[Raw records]

## Start

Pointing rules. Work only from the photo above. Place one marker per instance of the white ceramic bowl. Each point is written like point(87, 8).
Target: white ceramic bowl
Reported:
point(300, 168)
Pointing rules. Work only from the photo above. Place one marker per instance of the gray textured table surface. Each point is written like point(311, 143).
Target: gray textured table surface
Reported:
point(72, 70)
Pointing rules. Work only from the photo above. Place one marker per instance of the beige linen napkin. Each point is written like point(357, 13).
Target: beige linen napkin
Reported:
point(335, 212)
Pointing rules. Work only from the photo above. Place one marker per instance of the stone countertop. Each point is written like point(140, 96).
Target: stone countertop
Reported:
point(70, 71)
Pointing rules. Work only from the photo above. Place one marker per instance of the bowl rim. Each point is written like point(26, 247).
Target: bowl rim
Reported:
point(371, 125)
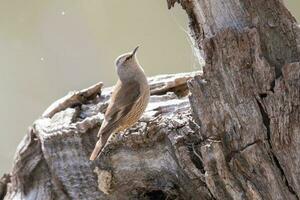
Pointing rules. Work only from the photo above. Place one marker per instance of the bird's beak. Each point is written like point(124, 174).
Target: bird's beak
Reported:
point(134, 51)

## End
## Start

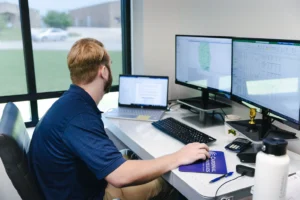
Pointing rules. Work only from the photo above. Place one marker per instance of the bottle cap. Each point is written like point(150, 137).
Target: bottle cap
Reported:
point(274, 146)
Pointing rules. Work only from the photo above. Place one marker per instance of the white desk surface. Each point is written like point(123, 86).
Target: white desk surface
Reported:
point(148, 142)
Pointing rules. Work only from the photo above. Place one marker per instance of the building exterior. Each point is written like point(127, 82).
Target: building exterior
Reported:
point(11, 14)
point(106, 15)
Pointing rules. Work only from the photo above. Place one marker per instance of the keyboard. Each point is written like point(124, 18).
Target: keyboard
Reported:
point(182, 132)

## End
## Start

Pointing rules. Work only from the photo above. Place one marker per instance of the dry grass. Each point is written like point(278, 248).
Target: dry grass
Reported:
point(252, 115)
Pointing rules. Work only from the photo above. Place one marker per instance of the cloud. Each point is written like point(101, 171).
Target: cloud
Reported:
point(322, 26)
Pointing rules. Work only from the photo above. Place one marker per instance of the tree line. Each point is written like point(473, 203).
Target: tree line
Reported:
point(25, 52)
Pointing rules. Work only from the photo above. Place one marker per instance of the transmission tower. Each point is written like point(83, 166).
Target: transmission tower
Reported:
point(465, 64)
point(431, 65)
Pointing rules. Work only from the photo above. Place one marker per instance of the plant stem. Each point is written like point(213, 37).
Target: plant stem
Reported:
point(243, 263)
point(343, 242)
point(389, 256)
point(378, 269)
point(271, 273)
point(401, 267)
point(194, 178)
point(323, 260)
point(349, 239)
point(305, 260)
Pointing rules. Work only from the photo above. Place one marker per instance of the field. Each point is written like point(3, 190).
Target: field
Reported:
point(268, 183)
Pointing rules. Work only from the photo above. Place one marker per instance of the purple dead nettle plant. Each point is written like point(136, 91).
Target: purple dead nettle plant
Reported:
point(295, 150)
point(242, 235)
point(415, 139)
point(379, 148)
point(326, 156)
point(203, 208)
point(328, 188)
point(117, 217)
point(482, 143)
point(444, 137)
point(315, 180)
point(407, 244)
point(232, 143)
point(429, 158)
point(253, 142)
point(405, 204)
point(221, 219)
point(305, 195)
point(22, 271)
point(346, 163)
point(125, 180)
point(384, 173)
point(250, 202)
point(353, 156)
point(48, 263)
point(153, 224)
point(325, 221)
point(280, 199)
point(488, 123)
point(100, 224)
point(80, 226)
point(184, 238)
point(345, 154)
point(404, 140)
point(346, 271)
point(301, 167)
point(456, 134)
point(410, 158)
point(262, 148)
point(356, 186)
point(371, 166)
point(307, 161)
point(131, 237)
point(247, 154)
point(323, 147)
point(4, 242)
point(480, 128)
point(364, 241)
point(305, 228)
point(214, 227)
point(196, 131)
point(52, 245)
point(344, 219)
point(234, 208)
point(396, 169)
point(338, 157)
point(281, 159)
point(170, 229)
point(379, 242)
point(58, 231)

## End

• [What is asked] Find every line in the material that contains the word "desk" and copy each of those lines.

• [Solution for this problem]
Pointing rules. Work only from the photo above. Place one marker per instance of the white desk surface. Each point is written like point(123, 86).
Target: white desk surface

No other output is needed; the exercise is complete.